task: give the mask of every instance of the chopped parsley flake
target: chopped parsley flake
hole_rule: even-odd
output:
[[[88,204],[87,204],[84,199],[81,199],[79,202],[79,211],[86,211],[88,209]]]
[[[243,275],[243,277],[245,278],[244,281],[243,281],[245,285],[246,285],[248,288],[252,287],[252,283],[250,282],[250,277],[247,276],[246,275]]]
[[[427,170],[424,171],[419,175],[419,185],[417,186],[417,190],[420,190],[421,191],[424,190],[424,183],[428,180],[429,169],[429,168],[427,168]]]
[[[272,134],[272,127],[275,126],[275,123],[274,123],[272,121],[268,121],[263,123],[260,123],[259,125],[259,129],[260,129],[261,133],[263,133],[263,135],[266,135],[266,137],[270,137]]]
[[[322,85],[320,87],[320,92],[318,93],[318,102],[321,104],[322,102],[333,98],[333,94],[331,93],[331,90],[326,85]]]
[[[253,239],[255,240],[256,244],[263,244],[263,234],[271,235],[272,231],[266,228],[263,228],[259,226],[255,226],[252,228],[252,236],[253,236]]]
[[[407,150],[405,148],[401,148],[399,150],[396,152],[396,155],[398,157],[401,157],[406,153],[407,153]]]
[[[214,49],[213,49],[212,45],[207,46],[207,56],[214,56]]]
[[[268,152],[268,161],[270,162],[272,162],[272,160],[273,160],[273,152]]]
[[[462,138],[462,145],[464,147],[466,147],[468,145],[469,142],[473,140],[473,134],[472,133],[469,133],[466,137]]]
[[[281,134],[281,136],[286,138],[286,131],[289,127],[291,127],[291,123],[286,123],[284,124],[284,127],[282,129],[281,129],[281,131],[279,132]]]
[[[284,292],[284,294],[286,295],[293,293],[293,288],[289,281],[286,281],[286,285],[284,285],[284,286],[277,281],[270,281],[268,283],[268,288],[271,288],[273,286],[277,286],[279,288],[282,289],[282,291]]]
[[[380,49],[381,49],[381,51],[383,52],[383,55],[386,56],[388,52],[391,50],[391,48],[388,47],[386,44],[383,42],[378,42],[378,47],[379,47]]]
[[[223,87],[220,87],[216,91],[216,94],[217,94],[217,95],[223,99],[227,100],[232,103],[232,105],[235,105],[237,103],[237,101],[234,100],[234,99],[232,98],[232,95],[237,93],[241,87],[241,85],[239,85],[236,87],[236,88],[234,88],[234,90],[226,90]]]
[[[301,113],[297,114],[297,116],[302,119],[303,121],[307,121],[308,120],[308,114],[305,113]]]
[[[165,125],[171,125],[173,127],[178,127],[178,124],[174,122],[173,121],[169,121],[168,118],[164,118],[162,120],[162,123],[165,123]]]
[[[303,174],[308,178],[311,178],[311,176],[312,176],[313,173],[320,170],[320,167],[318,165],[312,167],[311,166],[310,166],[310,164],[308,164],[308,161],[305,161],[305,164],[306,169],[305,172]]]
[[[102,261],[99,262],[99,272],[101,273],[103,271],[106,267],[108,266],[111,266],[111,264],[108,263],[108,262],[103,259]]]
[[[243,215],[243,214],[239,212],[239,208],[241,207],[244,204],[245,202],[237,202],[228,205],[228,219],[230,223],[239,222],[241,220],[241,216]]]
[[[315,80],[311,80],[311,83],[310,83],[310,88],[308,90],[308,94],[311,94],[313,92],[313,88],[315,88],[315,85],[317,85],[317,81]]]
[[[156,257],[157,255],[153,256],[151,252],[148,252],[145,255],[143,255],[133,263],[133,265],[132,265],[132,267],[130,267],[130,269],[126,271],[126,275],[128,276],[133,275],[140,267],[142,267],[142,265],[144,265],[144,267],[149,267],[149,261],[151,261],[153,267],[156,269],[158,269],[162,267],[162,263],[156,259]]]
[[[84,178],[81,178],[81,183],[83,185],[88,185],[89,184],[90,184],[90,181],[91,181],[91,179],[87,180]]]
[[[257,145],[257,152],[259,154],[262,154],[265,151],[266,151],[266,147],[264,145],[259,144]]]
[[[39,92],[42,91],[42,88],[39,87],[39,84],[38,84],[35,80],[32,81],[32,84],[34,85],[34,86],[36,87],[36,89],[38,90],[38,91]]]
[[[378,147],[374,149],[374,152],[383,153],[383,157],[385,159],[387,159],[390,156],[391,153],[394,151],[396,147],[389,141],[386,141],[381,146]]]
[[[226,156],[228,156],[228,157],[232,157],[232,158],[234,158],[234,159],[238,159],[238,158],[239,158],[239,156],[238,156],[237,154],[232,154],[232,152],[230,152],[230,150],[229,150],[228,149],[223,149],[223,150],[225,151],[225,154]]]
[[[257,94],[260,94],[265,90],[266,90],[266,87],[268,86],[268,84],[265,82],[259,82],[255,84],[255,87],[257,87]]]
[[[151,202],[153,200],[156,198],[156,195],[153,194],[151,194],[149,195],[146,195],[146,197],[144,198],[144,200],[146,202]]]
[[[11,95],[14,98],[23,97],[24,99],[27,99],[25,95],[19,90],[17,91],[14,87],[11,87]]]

----------------

_YOUR OBJECTIVE_
Tally the lines in the records that contain the string "chopped", counting only matches with the same uppercase and lowercase letters, and give only the number.

_FULL RESPONSE_
2